#### [Directions]
Extract each line of the records below that contains the word "masks", treating uppercase and lowercase letters as distinct.

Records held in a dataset
** start **

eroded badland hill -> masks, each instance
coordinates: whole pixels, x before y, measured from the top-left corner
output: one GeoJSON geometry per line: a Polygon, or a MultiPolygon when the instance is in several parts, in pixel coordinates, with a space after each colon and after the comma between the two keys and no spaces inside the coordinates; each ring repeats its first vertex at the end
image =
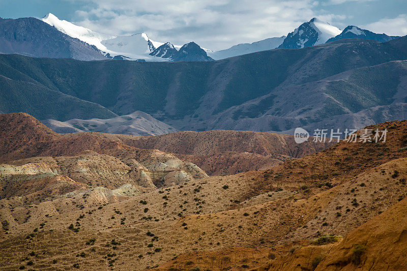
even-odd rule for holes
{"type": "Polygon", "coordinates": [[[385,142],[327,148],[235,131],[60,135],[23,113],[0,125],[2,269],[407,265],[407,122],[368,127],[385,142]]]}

** end **
** start **

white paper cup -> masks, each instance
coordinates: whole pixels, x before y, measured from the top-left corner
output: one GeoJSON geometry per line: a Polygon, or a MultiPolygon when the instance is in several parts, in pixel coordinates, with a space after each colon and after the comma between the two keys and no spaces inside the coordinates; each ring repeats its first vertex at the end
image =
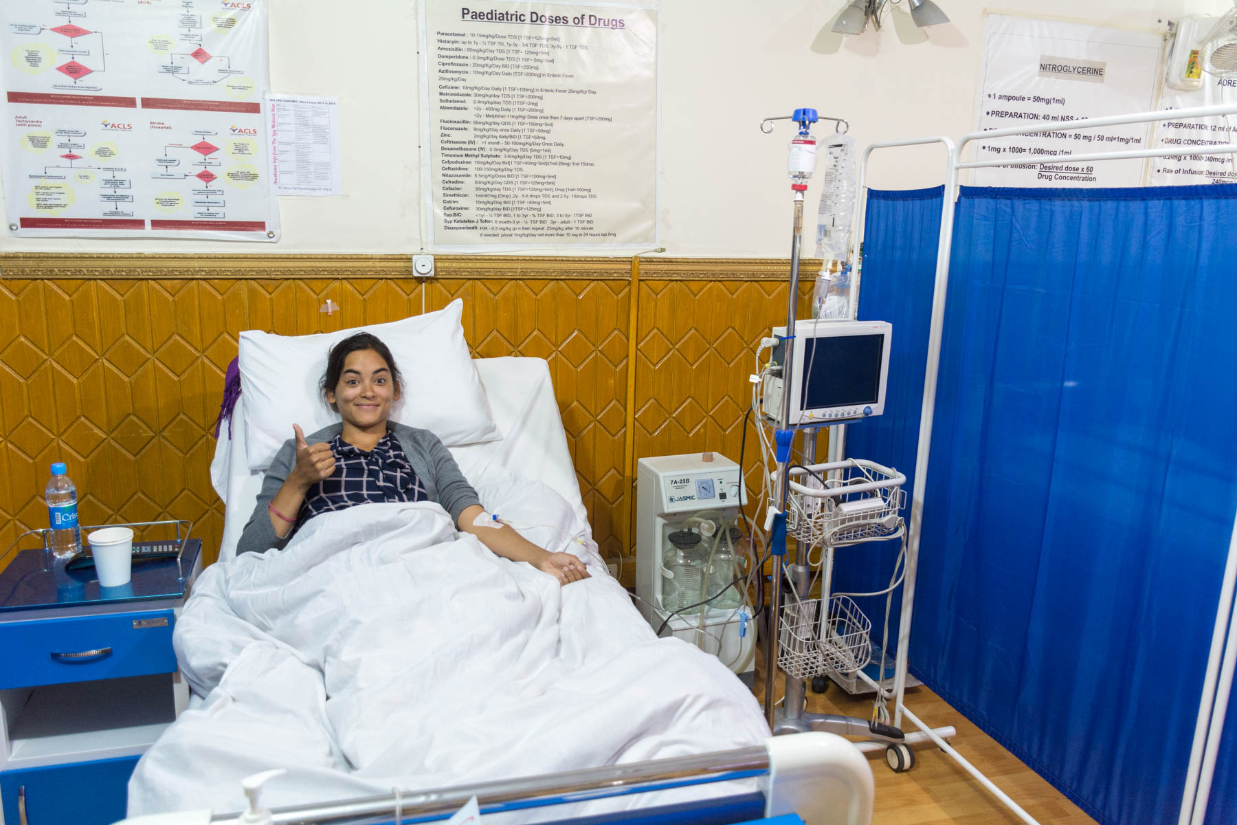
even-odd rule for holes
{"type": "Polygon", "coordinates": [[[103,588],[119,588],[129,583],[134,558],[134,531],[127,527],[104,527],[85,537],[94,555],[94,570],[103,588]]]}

** end **

#### [Written reply]
eroded badland hill -> masks, each instance
white paper cup -> masks, each instance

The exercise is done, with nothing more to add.